**Supplied data**
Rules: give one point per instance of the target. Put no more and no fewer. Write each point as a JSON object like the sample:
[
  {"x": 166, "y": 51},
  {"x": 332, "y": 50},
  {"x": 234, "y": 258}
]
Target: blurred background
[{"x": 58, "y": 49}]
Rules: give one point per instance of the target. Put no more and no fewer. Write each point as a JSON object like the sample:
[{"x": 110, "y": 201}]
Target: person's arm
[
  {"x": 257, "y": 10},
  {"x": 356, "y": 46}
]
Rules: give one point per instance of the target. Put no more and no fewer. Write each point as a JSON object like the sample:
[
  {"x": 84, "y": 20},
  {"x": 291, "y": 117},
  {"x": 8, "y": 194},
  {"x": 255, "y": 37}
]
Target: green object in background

**What you will do**
Set down every record above exactly as given.

**Response below**
Rules: give one point per instance of the target. Put no more and no fewer. Write each point as a JSON object like the sample:
[
  {"x": 166, "y": 51},
  {"x": 332, "y": 50},
  {"x": 234, "y": 258}
]
Target: blurred background
[{"x": 58, "y": 49}]
Rules: give one point per instance of the target. Put no more and no fewer. Write each point as a JSON object like the sample:
[{"x": 110, "y": 201}]
Target: person's arm
[
  {"x": 257, "y": 10},
  {"x": 356, "y": 46}
]
Rules: give one point per instance of the target. Put no more and no fewer. Write each point as a JSON object like the sample:
[
  {"x": 84, "y": 20},
  {"x": 291, "y": 117},
  {"x": 8, "y": 194},
  {"x": 255, "y": 37}
]
Target: green object in background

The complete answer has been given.